» Work instructions: From the entries below, output the line with "The client would like the fog" and each following line up to and including the line with "The client would like the black wheel", exactly as written.

Text-to-region grounding data:
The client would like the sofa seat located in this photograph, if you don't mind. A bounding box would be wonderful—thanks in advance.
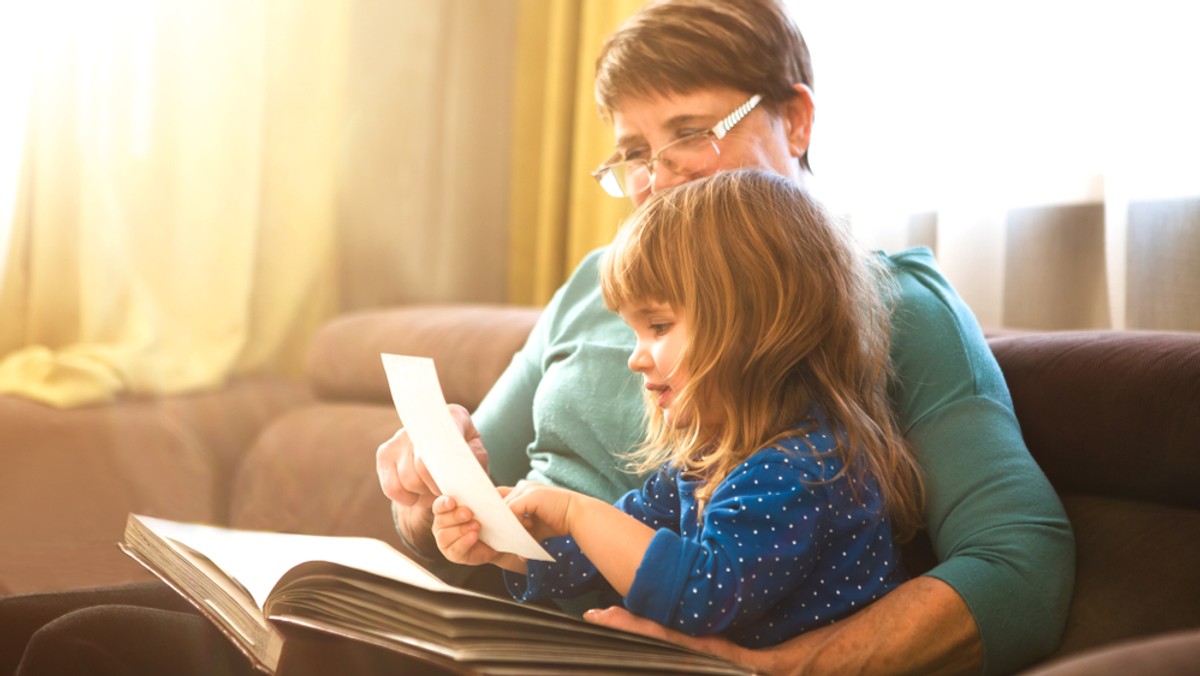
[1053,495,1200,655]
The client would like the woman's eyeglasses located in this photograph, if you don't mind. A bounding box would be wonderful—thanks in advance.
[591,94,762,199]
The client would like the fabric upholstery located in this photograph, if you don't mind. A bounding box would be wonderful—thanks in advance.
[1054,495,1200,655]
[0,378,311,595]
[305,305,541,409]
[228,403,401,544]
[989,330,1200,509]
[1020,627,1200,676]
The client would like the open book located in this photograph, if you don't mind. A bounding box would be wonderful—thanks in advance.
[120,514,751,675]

--

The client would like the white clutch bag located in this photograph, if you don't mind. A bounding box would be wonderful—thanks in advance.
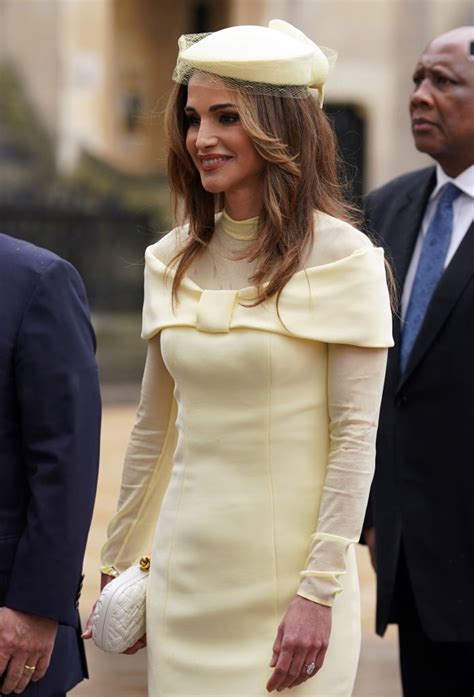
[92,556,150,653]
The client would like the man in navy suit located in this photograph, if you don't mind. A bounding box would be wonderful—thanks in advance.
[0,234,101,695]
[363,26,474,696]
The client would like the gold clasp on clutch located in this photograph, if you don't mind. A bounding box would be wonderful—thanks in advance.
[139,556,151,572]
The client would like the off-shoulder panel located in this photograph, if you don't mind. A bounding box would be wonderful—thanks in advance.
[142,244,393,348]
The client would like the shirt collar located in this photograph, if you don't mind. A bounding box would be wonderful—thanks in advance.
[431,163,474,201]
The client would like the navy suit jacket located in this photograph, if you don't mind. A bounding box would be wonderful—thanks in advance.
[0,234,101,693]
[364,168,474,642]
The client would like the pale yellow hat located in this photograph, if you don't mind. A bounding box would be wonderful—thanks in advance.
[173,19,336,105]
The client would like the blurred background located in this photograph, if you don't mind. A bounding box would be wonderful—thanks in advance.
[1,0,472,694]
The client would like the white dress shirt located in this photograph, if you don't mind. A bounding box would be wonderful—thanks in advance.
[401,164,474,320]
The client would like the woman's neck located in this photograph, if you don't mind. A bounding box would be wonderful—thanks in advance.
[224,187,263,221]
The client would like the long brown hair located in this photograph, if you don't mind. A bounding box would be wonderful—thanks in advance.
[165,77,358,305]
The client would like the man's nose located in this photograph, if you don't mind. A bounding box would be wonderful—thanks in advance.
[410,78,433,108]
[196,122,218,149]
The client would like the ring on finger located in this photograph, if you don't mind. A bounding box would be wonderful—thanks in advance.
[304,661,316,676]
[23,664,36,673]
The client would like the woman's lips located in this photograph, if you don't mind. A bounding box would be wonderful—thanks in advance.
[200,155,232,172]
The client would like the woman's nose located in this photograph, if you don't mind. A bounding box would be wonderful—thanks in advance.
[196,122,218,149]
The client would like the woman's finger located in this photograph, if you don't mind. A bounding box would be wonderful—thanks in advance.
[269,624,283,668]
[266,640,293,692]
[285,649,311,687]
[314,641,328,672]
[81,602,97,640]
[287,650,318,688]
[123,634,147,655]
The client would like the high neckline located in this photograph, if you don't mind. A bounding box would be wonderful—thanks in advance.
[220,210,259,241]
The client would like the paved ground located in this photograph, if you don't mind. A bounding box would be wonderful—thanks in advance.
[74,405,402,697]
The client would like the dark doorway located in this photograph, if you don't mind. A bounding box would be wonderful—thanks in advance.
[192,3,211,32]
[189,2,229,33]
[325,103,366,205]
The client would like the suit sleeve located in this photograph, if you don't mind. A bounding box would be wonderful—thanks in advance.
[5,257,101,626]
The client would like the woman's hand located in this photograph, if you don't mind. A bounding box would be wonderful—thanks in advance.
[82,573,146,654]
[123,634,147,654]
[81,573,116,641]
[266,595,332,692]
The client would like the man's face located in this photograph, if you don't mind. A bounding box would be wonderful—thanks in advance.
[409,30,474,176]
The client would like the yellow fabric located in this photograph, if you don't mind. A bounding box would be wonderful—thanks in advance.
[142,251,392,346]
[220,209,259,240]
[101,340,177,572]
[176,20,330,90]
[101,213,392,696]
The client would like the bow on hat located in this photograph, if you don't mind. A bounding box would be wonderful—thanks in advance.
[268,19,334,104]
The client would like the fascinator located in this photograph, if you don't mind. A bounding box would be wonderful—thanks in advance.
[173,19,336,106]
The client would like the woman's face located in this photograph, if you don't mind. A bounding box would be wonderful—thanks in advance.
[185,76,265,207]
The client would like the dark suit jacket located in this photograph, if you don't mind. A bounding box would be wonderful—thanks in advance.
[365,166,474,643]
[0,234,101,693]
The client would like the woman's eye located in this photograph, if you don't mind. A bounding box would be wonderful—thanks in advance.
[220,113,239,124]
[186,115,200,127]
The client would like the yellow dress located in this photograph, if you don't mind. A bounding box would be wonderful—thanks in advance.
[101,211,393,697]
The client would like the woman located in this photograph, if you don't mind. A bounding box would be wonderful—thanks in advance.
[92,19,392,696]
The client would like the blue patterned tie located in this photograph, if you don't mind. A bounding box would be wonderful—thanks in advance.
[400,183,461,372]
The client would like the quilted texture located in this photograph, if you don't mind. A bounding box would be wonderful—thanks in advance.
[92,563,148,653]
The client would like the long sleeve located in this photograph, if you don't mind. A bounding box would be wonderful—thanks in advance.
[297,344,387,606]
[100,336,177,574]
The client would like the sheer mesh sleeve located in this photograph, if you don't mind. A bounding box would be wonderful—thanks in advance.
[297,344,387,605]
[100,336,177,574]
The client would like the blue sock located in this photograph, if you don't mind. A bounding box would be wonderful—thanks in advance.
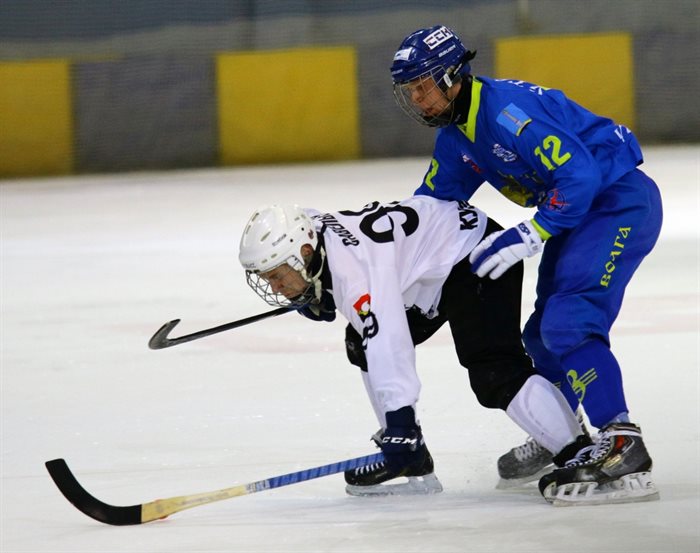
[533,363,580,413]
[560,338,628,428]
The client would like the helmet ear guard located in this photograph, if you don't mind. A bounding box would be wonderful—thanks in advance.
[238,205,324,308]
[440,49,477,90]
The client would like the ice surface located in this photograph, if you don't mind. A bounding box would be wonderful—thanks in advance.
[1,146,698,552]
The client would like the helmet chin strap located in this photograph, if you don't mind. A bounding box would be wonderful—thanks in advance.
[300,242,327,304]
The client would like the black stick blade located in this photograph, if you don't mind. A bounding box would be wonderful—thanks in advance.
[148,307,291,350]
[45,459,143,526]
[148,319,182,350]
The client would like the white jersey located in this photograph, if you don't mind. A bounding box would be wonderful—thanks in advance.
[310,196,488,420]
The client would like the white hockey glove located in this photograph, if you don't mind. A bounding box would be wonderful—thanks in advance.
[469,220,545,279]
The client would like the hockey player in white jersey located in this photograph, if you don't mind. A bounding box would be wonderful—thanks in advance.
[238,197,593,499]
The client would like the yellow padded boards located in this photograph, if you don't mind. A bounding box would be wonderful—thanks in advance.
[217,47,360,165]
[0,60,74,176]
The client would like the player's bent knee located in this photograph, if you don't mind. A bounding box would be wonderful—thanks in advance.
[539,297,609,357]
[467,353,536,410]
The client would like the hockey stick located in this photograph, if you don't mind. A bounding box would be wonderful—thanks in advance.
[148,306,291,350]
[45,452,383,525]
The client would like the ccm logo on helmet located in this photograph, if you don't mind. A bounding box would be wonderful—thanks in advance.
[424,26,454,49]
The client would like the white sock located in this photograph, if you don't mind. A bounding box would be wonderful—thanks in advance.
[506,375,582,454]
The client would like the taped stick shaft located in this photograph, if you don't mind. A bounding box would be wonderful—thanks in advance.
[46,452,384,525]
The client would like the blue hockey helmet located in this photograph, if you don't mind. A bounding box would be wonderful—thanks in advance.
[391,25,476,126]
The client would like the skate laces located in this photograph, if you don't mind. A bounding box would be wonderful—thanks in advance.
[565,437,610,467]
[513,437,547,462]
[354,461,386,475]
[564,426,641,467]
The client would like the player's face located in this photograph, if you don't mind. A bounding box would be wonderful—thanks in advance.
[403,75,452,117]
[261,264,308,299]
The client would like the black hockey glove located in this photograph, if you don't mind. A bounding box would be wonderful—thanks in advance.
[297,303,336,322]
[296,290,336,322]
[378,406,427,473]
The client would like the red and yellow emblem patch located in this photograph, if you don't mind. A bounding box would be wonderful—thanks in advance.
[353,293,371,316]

---

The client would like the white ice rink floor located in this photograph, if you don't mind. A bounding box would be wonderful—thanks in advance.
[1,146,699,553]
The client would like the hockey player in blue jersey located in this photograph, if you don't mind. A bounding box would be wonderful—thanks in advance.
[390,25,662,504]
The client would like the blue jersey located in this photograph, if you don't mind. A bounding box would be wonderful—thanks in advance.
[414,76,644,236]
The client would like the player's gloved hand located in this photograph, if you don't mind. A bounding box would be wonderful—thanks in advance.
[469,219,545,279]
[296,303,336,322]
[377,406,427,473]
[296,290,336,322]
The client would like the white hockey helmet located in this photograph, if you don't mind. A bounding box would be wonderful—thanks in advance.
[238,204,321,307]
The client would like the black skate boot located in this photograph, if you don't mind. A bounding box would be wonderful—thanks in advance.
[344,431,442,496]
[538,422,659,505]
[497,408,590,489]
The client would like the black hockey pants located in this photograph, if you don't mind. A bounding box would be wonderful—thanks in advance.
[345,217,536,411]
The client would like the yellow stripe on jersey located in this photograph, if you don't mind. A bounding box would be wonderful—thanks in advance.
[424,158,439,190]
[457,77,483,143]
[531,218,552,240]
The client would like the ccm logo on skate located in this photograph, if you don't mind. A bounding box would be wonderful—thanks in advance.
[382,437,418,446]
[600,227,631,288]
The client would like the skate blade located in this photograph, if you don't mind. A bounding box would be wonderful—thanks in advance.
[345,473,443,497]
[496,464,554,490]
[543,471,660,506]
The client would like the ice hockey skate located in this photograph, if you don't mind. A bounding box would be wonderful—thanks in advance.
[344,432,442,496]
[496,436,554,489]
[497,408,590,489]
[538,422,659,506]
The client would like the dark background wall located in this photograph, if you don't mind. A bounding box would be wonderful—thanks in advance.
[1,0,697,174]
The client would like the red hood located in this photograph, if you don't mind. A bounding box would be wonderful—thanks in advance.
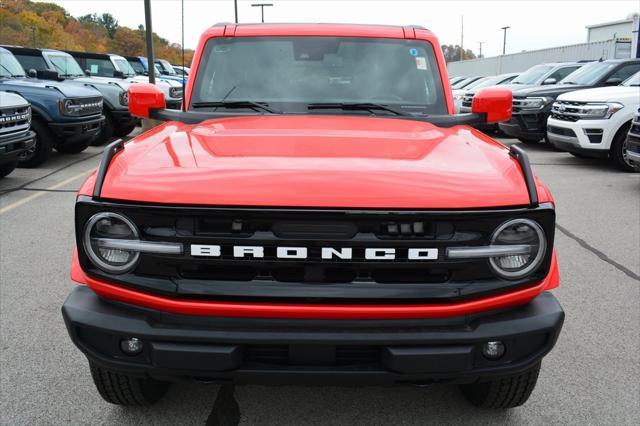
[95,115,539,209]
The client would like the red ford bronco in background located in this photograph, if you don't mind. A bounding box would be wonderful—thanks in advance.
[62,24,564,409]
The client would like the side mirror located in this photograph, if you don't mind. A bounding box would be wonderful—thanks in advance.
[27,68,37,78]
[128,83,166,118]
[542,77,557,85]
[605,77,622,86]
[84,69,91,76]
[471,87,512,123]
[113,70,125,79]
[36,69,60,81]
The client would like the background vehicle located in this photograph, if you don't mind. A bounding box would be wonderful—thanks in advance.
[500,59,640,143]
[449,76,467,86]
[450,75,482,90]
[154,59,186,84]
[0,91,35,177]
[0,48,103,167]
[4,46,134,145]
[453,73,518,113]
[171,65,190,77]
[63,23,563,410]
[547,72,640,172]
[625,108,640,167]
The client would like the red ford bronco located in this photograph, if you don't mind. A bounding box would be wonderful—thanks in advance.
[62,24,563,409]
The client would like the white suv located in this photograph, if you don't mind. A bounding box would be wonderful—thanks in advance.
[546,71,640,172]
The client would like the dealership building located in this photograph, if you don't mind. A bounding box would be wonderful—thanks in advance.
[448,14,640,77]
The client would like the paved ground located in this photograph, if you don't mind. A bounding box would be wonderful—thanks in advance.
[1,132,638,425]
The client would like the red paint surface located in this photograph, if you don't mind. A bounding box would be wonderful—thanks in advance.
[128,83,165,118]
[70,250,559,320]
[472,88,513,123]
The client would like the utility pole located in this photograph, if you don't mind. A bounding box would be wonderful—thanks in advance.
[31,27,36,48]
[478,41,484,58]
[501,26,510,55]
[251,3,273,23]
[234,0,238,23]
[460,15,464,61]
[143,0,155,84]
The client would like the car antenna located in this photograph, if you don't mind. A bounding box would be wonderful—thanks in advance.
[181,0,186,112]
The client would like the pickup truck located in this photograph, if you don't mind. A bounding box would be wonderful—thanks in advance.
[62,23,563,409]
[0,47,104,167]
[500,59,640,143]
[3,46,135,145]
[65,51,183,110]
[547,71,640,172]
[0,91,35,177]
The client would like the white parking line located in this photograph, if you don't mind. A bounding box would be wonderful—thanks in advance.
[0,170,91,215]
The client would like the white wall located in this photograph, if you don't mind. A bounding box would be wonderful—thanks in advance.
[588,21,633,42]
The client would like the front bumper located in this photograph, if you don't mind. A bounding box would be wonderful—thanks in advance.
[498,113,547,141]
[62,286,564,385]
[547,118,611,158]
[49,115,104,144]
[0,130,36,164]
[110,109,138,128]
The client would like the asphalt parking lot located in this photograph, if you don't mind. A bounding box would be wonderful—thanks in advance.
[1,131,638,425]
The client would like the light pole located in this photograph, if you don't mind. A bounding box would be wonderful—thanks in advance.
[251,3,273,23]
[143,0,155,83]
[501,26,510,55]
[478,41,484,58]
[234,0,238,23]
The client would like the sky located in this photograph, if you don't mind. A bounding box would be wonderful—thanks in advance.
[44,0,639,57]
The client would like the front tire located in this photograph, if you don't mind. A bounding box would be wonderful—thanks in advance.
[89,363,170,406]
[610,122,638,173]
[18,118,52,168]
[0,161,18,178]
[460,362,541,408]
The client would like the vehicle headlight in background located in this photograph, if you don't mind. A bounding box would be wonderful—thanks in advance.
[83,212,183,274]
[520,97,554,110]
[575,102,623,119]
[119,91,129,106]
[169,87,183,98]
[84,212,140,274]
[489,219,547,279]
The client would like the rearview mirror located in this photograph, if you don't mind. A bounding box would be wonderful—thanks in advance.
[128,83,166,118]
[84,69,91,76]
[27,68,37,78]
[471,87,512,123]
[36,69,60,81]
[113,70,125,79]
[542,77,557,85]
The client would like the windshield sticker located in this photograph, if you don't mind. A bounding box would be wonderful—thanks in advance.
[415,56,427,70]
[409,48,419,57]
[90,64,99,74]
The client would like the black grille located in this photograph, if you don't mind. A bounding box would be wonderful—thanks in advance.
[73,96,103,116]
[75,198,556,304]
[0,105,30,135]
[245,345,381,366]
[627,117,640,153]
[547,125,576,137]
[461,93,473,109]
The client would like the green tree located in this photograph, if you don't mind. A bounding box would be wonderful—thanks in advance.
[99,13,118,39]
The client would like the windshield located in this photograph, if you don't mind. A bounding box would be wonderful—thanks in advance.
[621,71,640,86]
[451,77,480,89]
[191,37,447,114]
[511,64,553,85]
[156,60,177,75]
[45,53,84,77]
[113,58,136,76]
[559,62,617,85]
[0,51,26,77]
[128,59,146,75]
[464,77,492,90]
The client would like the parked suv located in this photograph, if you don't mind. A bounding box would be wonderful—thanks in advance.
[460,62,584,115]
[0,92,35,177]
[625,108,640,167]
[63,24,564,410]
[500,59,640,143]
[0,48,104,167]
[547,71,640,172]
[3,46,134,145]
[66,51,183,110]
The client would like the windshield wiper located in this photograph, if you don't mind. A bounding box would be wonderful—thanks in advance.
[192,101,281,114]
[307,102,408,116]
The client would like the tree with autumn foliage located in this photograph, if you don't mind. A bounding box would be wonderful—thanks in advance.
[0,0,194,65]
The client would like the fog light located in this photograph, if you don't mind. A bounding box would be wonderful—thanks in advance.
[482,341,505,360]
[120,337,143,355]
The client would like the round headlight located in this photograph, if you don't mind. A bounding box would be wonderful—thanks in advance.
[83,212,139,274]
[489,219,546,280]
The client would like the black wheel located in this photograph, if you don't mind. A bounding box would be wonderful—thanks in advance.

» The completed task:
The client would like the fog light located in this photograph, if you don't mind. A bounding box would be wonderful—thanks in advance.
[482,341,505,360]
[120,337,143,355]
The client would like the round headlight located in this photograph, if you don't mind. A bounding box would be wonderful—thanks in advance.
[83,212,139,274]
[489,219,546,280]
The client would like the black wheel located in this photograph, if you don't mind. A bounding box would be wonderful—thanks in advance.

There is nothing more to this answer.